##### Provided records

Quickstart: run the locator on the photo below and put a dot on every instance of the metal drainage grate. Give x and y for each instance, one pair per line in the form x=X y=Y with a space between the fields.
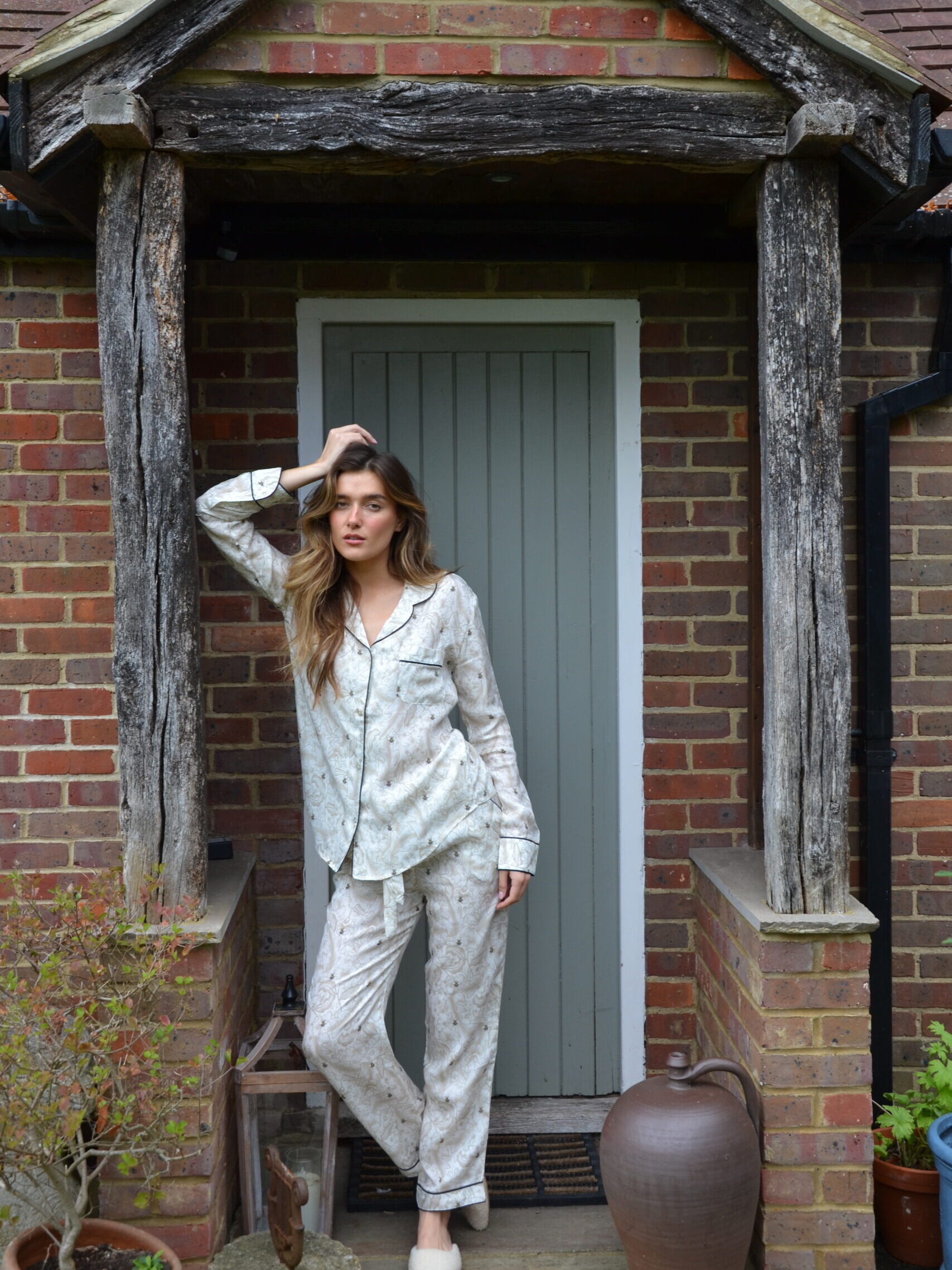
x=522 y=1171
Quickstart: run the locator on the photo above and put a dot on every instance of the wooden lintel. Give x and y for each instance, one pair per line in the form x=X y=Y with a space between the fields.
x=820 y=129
x=805 y=641
x=162 y=45
x=157 y=665
x=117 y=116
x=803 y=68
x=461 y=122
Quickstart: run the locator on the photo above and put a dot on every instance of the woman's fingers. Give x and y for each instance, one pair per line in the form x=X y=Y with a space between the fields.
x=512 y=887
x=339 y=439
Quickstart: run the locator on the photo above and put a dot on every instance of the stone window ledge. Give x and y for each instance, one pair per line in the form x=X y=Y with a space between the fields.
x=738 y=873
x=226 y=884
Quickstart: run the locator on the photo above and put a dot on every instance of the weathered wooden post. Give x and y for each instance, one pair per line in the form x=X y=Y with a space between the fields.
x=140 y=267
x=806 y=644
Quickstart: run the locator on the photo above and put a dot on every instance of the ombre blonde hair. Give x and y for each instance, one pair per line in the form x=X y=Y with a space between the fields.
x=319 y=585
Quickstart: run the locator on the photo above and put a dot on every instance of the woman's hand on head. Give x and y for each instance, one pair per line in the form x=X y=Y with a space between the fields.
x=338 y=441
x=512 y=887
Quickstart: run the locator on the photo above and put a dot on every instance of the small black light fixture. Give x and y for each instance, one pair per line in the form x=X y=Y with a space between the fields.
x=228 y=242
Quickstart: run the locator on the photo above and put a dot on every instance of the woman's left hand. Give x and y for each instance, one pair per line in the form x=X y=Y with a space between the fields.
x=512 y=887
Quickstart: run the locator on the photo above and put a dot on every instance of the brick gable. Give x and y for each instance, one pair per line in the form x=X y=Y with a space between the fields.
x=504 y=40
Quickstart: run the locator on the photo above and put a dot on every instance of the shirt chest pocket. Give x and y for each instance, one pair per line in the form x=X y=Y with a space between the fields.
x=424 y=681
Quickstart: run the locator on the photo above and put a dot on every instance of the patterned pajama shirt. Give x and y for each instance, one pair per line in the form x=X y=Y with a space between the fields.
x=407 y=811
x=437 y=1136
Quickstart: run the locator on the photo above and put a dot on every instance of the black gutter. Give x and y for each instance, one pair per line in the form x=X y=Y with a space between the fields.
x=876 y=752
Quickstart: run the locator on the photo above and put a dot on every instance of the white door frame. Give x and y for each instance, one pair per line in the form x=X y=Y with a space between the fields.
x=624 y=316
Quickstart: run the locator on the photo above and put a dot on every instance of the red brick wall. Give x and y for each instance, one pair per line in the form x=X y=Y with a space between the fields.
x=618 y=41
x=59 y=784
x=795 y=1013
x=889 y=321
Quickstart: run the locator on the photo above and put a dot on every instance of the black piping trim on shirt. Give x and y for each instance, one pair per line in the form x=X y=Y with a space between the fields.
x=453 y=1189
x=364 y=744
x=380 y=639
x=252 y=483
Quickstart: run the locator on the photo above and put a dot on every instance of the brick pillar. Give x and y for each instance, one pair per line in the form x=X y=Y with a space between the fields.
x=787 y=996
x=201 y=1193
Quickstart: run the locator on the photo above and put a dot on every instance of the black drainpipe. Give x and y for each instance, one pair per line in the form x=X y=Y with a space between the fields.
x=876 y=752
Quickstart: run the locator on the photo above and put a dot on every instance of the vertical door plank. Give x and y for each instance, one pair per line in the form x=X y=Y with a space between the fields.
x=472 y=473
x=605 y=710
x=576 y=790
x=438 y=460
x=338 y=380
x=404 y=410
x=370 y=395
x=505 y=622
x=541 y=764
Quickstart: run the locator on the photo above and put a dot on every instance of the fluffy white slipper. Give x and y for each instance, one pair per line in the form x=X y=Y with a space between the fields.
x=434 y=1259
x=476 y=1214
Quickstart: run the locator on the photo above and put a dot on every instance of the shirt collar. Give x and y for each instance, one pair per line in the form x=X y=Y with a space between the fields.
x=410 y=597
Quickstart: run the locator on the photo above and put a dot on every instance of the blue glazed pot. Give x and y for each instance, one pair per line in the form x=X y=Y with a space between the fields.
x=941 y=1147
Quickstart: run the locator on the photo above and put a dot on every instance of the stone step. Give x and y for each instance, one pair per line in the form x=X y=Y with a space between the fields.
x=523 y=1260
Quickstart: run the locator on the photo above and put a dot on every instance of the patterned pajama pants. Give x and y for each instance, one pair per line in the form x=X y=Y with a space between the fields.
x=437 y=1136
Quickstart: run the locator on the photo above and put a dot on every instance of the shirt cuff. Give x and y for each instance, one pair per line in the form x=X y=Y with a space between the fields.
x=518 y=854
x=265 y=488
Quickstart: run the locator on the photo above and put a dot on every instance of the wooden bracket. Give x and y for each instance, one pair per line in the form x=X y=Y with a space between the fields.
x=820 y=129
x=118 y=117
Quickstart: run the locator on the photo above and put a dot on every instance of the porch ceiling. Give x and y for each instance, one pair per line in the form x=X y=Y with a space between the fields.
x=577 y=209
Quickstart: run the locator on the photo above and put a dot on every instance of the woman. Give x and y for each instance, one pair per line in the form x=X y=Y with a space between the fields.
x=405 y=809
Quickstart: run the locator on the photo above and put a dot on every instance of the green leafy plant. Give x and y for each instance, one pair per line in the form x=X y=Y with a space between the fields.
x=149 y=1262
x=904 y=1123
x=89 y=1002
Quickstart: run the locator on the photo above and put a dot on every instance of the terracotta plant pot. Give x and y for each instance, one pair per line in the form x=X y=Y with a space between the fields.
x=907 y=1203
x=33 y=1245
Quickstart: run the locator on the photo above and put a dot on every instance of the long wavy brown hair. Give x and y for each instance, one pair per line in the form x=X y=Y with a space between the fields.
x=319 y=583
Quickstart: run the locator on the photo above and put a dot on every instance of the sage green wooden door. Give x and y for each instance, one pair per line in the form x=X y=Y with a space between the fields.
x=511 y=432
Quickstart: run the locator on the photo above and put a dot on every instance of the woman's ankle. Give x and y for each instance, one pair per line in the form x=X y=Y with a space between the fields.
x=433 y=1231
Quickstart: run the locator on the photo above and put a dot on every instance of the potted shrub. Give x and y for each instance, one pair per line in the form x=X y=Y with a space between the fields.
x=85 y=1000
x=905 y=1179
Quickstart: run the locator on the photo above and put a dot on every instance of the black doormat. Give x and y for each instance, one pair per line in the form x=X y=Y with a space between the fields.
x=522 y=1171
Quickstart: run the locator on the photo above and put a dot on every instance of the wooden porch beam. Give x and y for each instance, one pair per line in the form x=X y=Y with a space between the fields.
x=51 y=103
x=460 y=122
x=120 y=118
x=805 y=641
x=804 y=69
x=140 y=268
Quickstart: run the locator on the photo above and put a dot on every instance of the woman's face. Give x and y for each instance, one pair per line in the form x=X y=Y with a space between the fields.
x=365 y=517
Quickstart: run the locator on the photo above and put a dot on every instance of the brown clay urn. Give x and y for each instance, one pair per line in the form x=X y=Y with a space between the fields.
x=681 y=1162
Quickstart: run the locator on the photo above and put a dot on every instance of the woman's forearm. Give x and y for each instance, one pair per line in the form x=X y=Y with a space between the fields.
x=293 y=478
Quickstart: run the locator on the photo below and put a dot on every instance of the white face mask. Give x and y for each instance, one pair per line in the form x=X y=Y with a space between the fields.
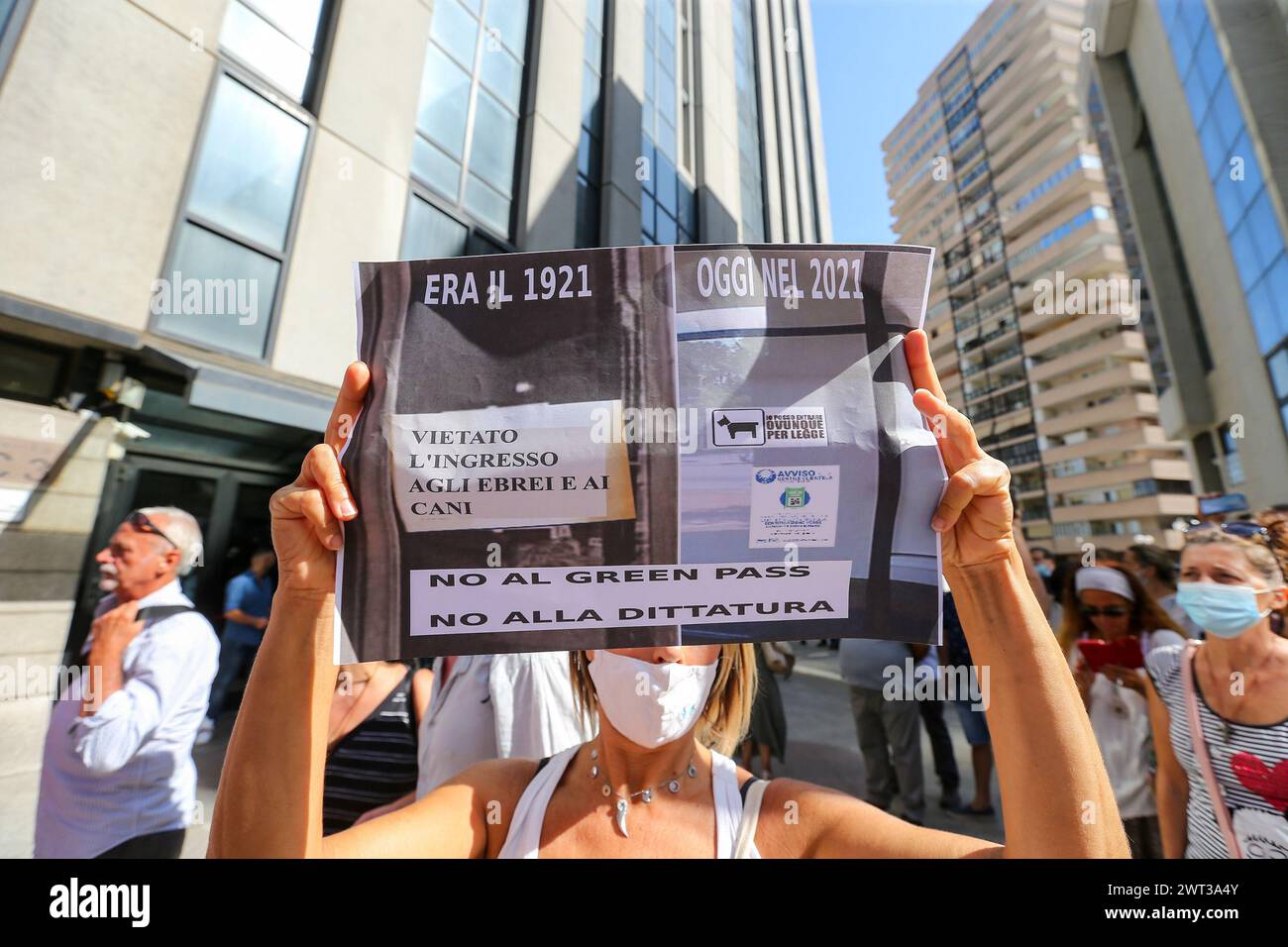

##########

### What you should do
Could you copy each line above exactly as written, minus any pictures?

### Solved problem
Quickstart: run the locator on the photo below and put a dot on every instance of the metal drainage grate. Give x and y for each instance, one pair per line in the form x=X y=Y with a space between the fields.
x=522 y=1171
Quickstart: run the locator on the photo above and put a dot on every instance of the wooden lintel. Give x and y for each instance, one pair per line in the form x=X y=Y with a space between the fields.
x=820 y=129
x=805 y=641
x=162 y=45
x=157 y=665
x=117 y=116
x=803 y=68
x=461 y=122
Quickstart: run the locator on the photo above and put a dot on every instance of the woman's fingers. Give x and y for each instance, one pair per line in the form x=X y=Y with a space between the fields.
x=512 y=887
x=339 y=439
Quickstart: run the locator on the photo above and put a dot on every instance of the stone window ledge. Give x and y for each instance, one pair per line in the form x=X y=Y with a space between the fields.
x=738 y=873
x=226 y=884
Quickstart: run the locator on the photo above and put a dot on every instance of the weathered wooden post. Give x and y for each instance, one pair per line in the form x=X y=Y with a space between the fields.
x=140 y=267
x=806 y=644
Quickstart: run the locator on the photo above and put a dot on every instance of the ombre blonde hair. Give x and y for each instance, one pair per line in the form x=X y=Y with a space between the fields.
x=319 y=585
Quickstart: run the locator on the photo above and put a dot on every instance of the woman's hand on head. Give x and y for each instance, one pair per line in the form x=X y=Y with a space between the fields.
x=338 y=441
x=512 y=887
Quickstart: run the locator on the photo above and put a dot on every instance of the small black light fixture. Give x and y for each instance, one pair per line in the form x=X y=Y with a space between the fields.
x=228 y=242
Quickstart: run the locator on the photo above and put a dot on every instance of the woman's left hand. Give x and y for each instance, one pair per line in the form x=X y=Y with a space between the fields.
x=512 y=887
Quickstart: run the locator on the photo above and put a dot on every instance of the brick gable. Give x and y for each instance, one pair per line in the form x=X y=Y with a space between the fields.
x=504 y=40
Quickstart: run the locator on the photo above and put a dot on every instance of the shirt chest pocket. Give x and y for each instance, one pair per line in the form x=X y=Y with a space between the fields.
x=424 y=681
Quickstart: run the locator on the photo above and put a dot on every instance of the patterned pajama shirt. Give x and y for each instance, one pair per line in the form x=X y=Y with a space between the fields.
x=407 y=811
x=437 y=1136
Quickstart: run the locator on the photo above and put a dot on every instance of the black gutter. Give x and y for each instance, one pair per line in the form x=X y=Y with a space between the fields.
x=876 y=752
Quickstart: run the locator on the photo above and put a dot on every instance of the white door frame. Give x and y for each instance, one pair per line in the form x=X y=Y with a space between the fields.
x=624 y=316
Quickstart: run the locator on the photo above and put a dot on every instance of the red brick wall. Give x and y for each instance, one pair per line in the form x=X y=Y with a space between the fields.
x=618 y=41
x=59 y=784
x=795 y=1013
x=889 y=321
Quickstart: run the locator on the photo above and put a dot on every instance of the black piping trim on shirt. Give x and y for each instance, one pair per line in the form x=X y=Y with a space between the fields.
x=453 y=1189
x=364 y=744
x=380 y=639
x=252 y=483
Quickstart: run the locator on the photo above and put a dot on every instance of the brick pillar. Give x and y for each instance, one pair per line in the form x=X y=Y with a space between the fields.
x=787 y=996
x=201 y=1193
Quickstart: run the locator on the photo above and put a dot on every instance of the black drainpipe. Give x and y for each instance, one pair per line in the form x=X y=Y with a space between the fields.
x=876 y=752
Quickstart: run the locator on the photo above and put a dot on every instance of the vertical door plank. Give x and y for each instance, one pair per line in the form x=X y=Y with a space between the fields.
x=472 y=473
x=605 y=710
x=576 y=790
x=438 y=460
x=338 y=380
x=404 y=410
x=370 y=395
x=505 y=622
x=541 y=764
Quickstart: run the locator on the photo above and put a dot on every instance of the fluffy white slipper. Give x and y for each instance, one pair per line in the form x=X y=Y with a space between the fields.
x=434 y=1259
x=476 y=1214
Quickstart: run the locator on the photo above and put a dot on every instance of the shirt collar. Give x and y for each instance, one pair per line in the form x=X y=Y with a space between the fields.
x=410 y=597
Quickstart: run the locator on the photo above and put a dot on every instance of the blue glazed pot. Give x and y for each instance, one pair per line in the form x=X y=Y with a space between the fields.
x=941 y=1147
Quickstart: run the locator on the photo above and put a dot on every instance of the stone step. Give x and y for each instance, one pair per line in the form x=X y=Y with a space between the fields.
x=523 y=1260
Quickstart: run the locator on the photo above and put a dot on every instance of the patterned pajama pants. Give x and y for each instance, one pair per line in the form x=X y=Y with a space between the fields.
x=437 y=1136
Quickstart: run the locator on the photo above and put a dot on every instance of the shirt cuff. Give x and y for each instance, one pair per line in the form x=X y=Y with a space between the fields.
x=518 y=854
x=265 y=488
Quickstart: run the locator on the photo above and put a dot on every instance of the wooden bracket. Give x and y for each instance, one pair per line in the form x=X y=Y with a space between the fields.
x=820 y=129
x=118 y=117
Quickstart: run the locator on the photo above and put a dot on every instance of the porch ceiling. Give x and y for each instance, one pair per line in the form x=X y=Y with a space between the fields.
x=577 y=209
Quickstart: run the locator on the photo above and put a dot on every instance of the woman. Give x and y for each instance, one pair per line in the form x=X y=Y with a space between the fields.
x=405 y=809
Quickstart: run the locator on the photo above and put a dot on every instance of the green leafy plant. Give x and y for each instance, one pair per line in the form x=X y=Y with a space between the fields.
x=149 y=1262
x=904 y=1123
x=89 y=1002
Quickstart: run the locator on the photo above and put a dot on every instance of the terracotta plant pot. Give x and y for each instance, one pair per line in the form x=X y=Y with a space between the fields.
x=907 y=1203
x=33 y=1245
Quickstart: run the locator on the photo above and put a dot on every instance of the long wavy brown hair. Give x and y for each instance, one pair per line in the form x=X y=Y with a space between the fields.
x=319 y=583
Quickstart: run the locator on the photo above and put a dot on every instance of the sage green wooden door. Give x and y for each instance, one pair per line in the form x=X y=Y with a space between the fields.
x=511 y=432
Quickstart: run the locator on the photo above and put a dot on every instance of the woman's ankle. Give x and y for each instance, one pair per line in the form x=X y=Y with a space between the fields.
x=433 y=1231
Quickstart: run the locator on the photo above and put a dot on every instance of the potted shrub. Give x and y for each instance, one pair per line in the form x=X y=Y with a space between the fields.
x=85 y=1000
x=905 y=1179
Quickstart: run the locator on the photo above and put a dot on every instance of the black doormat. Give x and y for each instance, one pair per line in the form x=X y=Y with a space between the fields.
x=522 y=1171
Quickstart: run the locator on the photo above and put a dot on every instance of the wooden porch beam. Give x and y for each instance, one pair per line in the form x=X y=Y with a space between the fields.
x=51 y=103
x=460 y=122
x=120 y=118
x=805 y=641
x=804 y=69
x=140 y=268
Quickstart: run the locator on the photo above and put a dot on every instance of the woman's face. Give x and y for each instance, one pair per line in the form x=X y=Y with a space between the fields.
x=365 y=517
Quickstart: run the locator on the photo above and put a dot on every instance of the brown clay urn. Give x and y for each instance, one pair per line in the form x=X y=Y with a space between the fields.
x=681 y=1162
Quickstart: run the locator on the photo above and put a dot on every instance of the woman's forearm. Give x and y for each instance, one pair per line in the form x=X y=Y with a space between the fields.
x=293 y=478
Quickstart: run the locator on the photo below and put a dot on every instance of the white face mask. Give x and y for each instance, one pair per line in the form x=X y=Y with a space between the fields.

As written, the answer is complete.